While the ordinance section 29 A of the IBC code for which the presidential assent has already been given which bars the existing promoters from bidding in the resolution process has been challenged in the Punjab & Haryana High Court

No doubt the ordinance is meant to disallow the dishonest and wilful defaulters from participating in the asset bids which by all means looks very great and noble idea from outside but what collateral damage it would cause is for anybody to guess.

The ordinance has been specifically challenged mainly on two grounds:

1. Retro Activity of the ordinance

2. Does not distinguish between a genuine promoter and a wilful defaulter.

My apprehensions are as follows:

1. This ordinance is given a retrospective effect, which means all the cases which are already before the NCLT would be affected by this.

2. Any regulation/act should be prospective and we have already seen what sort of problems arises when retrospective amendments were brought with regard to Income Tax issues.

3. This type of restriction was not the intent of the IBC code when it was brought in as the BLRC Report, the premise on which IBC code is structured, talks about giving genuine promoters, a second chance, especially for the MSME sector.

4. Supposing there is only one bidder who happens to be the promoter group , and it would be highly unfair to force a unit/company into liquidation even if the promoter has the ability and hope to revive the company

5. The ordinance does not seem to differentiate between malfeasance and business failure and a blanket ban on the existing promoters would put the honest promoters into great jeopardy.

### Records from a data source
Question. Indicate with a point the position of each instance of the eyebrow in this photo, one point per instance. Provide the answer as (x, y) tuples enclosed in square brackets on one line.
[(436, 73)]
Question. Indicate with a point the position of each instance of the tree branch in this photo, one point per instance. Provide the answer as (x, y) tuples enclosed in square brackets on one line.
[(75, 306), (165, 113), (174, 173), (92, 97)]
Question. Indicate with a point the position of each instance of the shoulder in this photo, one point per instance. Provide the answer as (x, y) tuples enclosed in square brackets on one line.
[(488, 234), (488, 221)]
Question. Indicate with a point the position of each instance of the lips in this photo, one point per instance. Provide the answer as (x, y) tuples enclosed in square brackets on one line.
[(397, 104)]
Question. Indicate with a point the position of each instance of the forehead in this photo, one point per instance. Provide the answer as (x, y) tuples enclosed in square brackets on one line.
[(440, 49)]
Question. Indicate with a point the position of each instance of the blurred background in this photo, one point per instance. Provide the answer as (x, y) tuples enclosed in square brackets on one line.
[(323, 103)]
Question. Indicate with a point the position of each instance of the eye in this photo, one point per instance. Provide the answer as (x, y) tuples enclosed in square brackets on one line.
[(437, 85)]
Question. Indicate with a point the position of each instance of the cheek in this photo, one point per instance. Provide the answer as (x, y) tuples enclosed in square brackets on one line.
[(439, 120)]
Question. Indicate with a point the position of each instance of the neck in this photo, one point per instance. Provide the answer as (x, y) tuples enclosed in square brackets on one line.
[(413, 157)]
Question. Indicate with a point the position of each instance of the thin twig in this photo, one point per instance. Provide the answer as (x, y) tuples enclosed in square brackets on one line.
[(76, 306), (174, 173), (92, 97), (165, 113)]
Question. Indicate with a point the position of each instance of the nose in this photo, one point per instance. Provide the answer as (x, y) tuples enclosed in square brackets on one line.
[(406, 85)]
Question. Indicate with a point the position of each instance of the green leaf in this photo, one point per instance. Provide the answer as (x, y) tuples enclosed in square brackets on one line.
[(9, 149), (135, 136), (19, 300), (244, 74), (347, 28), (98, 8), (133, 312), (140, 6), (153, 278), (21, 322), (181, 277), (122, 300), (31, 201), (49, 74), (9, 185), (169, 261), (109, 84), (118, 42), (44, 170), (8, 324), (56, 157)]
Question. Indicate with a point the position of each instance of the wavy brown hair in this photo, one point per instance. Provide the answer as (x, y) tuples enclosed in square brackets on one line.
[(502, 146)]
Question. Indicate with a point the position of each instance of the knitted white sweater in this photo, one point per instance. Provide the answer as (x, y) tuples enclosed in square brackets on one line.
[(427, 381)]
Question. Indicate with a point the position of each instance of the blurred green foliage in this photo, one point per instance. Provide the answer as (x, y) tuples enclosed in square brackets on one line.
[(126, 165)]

### GOAL
Transcribe the part of the passage on the IBC ordinance above, starting with "1. Retro Activity" and going on through "Income Tax issues.".

### ANSWER TO THIS EXERCISE
1. Retro Activity of the ordinance

2. Does not distinguish between a genuine promoter and a wilful defaulter.

My apprehensions are as follows:

1. This ordinance is given a retrospective effect, which means all the cases which are already before the NCLT would be affected by this.

2. Any regulation/act should be prospective and we have already seen what sort of problems arises when retrospective amendments were brought with regard to Income Tax issues.